## [Tujuan 1]
Tuliskan ulang kata demi kata bagian kutipan tentang sumpah ahli kesehatan masyarakat yang diawali dengan kata-kata yang memuat "Tidak lama setelah" dan diakhiri dengan "Daerah IAKMI setempat.".
## [Tujuan 2]
Jawab pertanyaan berikut berdasarkan kutipan tentang sumpah ahli kesehatan masyarakat.
(a) Kapan angkat sumpah ahli kesehatan masyarakat diselenggarakan?
(b) Berapa biaya penerbitan Surat Keterangan Angkat Sumpah per orang yang bersumpah?
(c) Menurut beberapa informasi, berapa kisaran biaya penyelenggaraan angkat sumpah?

## [Kutipan Terpilih]
--*--

Ihwal Sumpah/Janji Profesi Sarjana (Ahli) Kesehatan Masyarakat

Juli 2, 2019

Medio bulan Agustus 2017, PP IAKMI (Ikatan Ahli Kesehatan Masyarakat Indonesia) bersama AIPTKMI (Asosiasi Institusi Pendidikan Tinggi Kesehatan Masyarakat Indonesia) mengeluarkan Surat Keputusan Bersama nomor 015/SK/IAKMI PUSAT/VIII/2017 dan 01/AIPTKMI/VIII/2017 tentang Lafaz Sumpah Ahli Kesehatan Masyarakat. Dalam poin menimbang, perlunya sumpah itu untuk menjaga profesionalitas Ahli Kesehatan Masyarakat di Indonesia.

Dalam keputusannya, lafaz Sumpah Ahli Kesehatan Masyarakat Indonesia berlaku untuk semua jenjang dan jenis keahlian/spesialisasi dalam Bidang Kesehatan Masyarakat. Pelaksanaan angkat Sumpah Ahli Kesehatan Masyarakat Indonesia diselenggarakan pada saat penglepasan sebagai Wisudawan/Wisudawati Ahli Kesehatan Masyarakat Indonesia.

Tidak lama setelah keluarnya SK Bersama tersebut, kedua organisasi tersebut menerbitkan Surat Edaran nomor 313/IAKMI PUSAT/X/2017 dan 001/SE/AIPTKMI/X/2017 tentang pedoman penyelenggaraan. angkat sumpah ahli kesehatan masyarakat Indonesia. Untuk penerbitan Surat Keterangan Angkat Sumpah Ahli Kesehatan Masyarakat Indonesia ditetapkan biaya sebesar Rp 10.000,- (sepuluh ribu rupiah) per orang Yang Bersumpah. Biaya ini dibayarkan ke Bendahara/Rekening Pengurus Daerah IAKMI setempat.

Adapun biaya-biaya lain terkait penyelenggaraan Angkat Sumpah Ahli Kesehatan Masyarakat Indonesia (misalnya biaya kehadiran saksi, biaya kehadiran rohaniwan, biaya pencetakan surat keterangan, biaya konsumsi, biaya atraksi hiburan, dan sebagainya) diatur oleh penyelenggara Angkat Sumpah Ahli Kesehatan Masyarakat. Berdasarkan beberapa informasi, biaya penyelenggaraan bervariasi antara Rp 300.000 – Rp 500.000,00.

--*--

## [Data yang Disediakan]

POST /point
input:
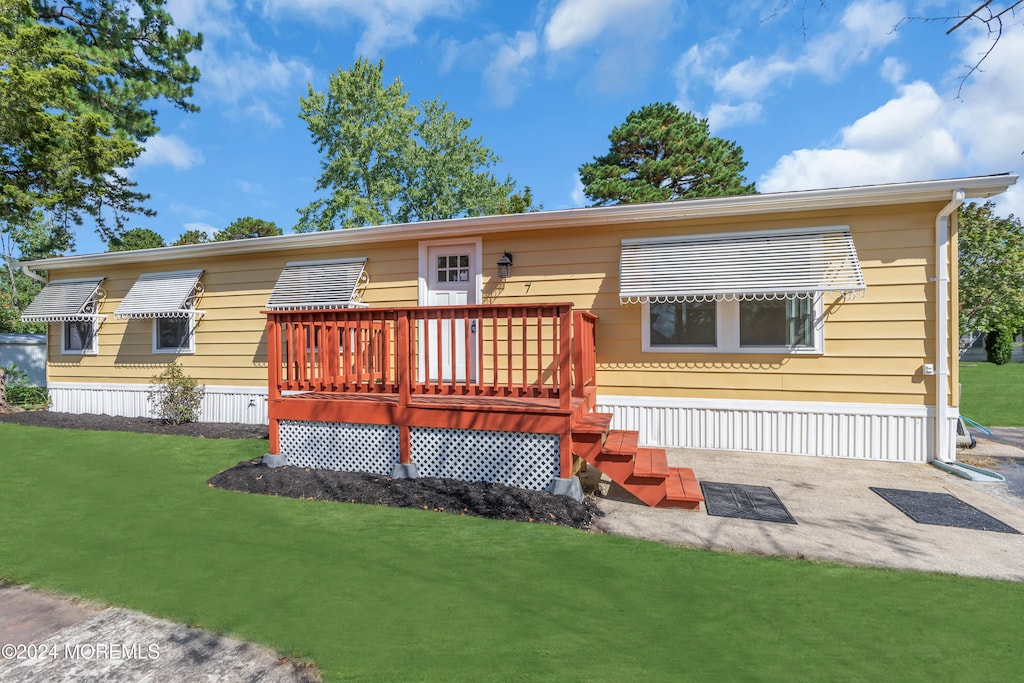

--*--

## [Jawaban Tertulis 1]
Tidak lama setelah keluarnya SK Bersama tersebut, kedua organisasi tersebut menerbitkan Surat Edaran nomor 313/IAKMI PUSAT/X/2017 dan 001/SE/AIPTKMI/X/2017 tentang pedoman penyelenggaraan. angkat sumpah ahli kesehatan masyarakat Indonesia. Untuk penerbitan Surat Keterangan Angkat Sumpah Ahli Kesehatan Masyarakat Indonesia ditetapkan biaya sebesar Rp 10.000,- (sepuluh ribu rupiah) per orang Yang Bersumpah. Biaya ini dibayarkan ke Bendahara/Rekening Pengurus Daerah IAKMI setempat.

## [Jawaban Tertulis 2]
(a) Pada saat penglepasan sebagai Wisudawan/Wisudawati Ahli Kesehatan Masyarakat Indonesia.
(b) Rp 10.000,- (sepuluh ribu rupiah).
(c) Antara Rp 300.000 dan Rp 500.000,00.